[Begin Given entries]

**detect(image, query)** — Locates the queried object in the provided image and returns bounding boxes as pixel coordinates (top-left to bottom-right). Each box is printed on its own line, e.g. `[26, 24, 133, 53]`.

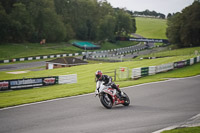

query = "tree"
[167, 2, 200, 47]
[115, 9, 135, 36]
[98, 15, 116, 40]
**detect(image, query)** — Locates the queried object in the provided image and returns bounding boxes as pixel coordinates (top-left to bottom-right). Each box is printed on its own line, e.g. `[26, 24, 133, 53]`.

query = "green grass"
[138, 47, 200, 58]
[136, 17, 167, 39]
[0, 43, 83, 60]
[162, 127, 200, 133]
[0, 54, 200, 108]
[0, 42, 137, 60]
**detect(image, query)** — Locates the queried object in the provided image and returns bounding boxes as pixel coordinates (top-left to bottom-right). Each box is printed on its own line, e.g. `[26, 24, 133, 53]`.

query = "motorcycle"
[96, 81, 130, 109]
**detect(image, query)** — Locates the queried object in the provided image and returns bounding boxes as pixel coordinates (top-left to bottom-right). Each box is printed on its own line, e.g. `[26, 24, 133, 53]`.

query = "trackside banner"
[0, 76, 58, 91]
[116, 37, 169, 43]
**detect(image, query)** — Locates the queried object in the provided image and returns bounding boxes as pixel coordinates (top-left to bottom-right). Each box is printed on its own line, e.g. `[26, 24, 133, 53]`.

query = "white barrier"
[132, 68, 141, 79]
[156, 63, 174, 73]
[58, 74, 77, 84]
[149, 66, 156, 75]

[End Given entries]

# Given instruction
Reproduce the records above line for line, without changing anything, and leave out the picture.

# Output of the task
**detect(image, query)** — Locates the queried object in the provided image and returns bounding boxes as pixel coordinates (top-left to bottom-right). Each box is printed on its own line, e.g. `[26, 24, 133, 53]`.


query = "tree"
[167, 2, 200, 47]
[115, 9, 135, 36]
[98, 15, 116, 40]
**detect(image, query)** — Locates the queried object in the provided image and returns bounding boxes as pixel coordinates (top-left to bottom-right). Each box is printed on its own line, e.g. `[26, 24, 133, 53]`.

query = "green grass"
[138, 47, 200, 58]
[136, 17, 167, 39]
[0, 43, 83, 60]
[162, 127, 200, 133]
[0, 54, 200, 108]
[0, 42, 137, 60]
**detect(image, query)** — Locates the queried object in the provided image and returns bounding boxes as pixel coordinates (top-left to bottom-right). Each box is printed on its own line, e.g. `[26, 24, 133, 53]`.

query = "motorcycle"
[96, 81, 130, 109]
**detect(image, query)** — Locates the queried object in the provided image and returns bounding boxes as pixel coordinates (top-left to bottom-right). Each box is printed on its own line, e.g. `[26, 24, 133, 53]`.

query = "trackside banner"
[0, 76, 58, 91]
[116, 37, 169, 43]
**detect(image, query)** — Locates the queried object in the provided image and returns bounding boxes as pixel coordinates (top-left to bottom-right). Each box is printed on its own line, e.g. `[26, 24, 133, 53]`.

query = "white barrier"
[132, 68, 141, 79]
[156, 63, 174, 73]
[58, 74, 77, 84]
[149, 66, 156, 75]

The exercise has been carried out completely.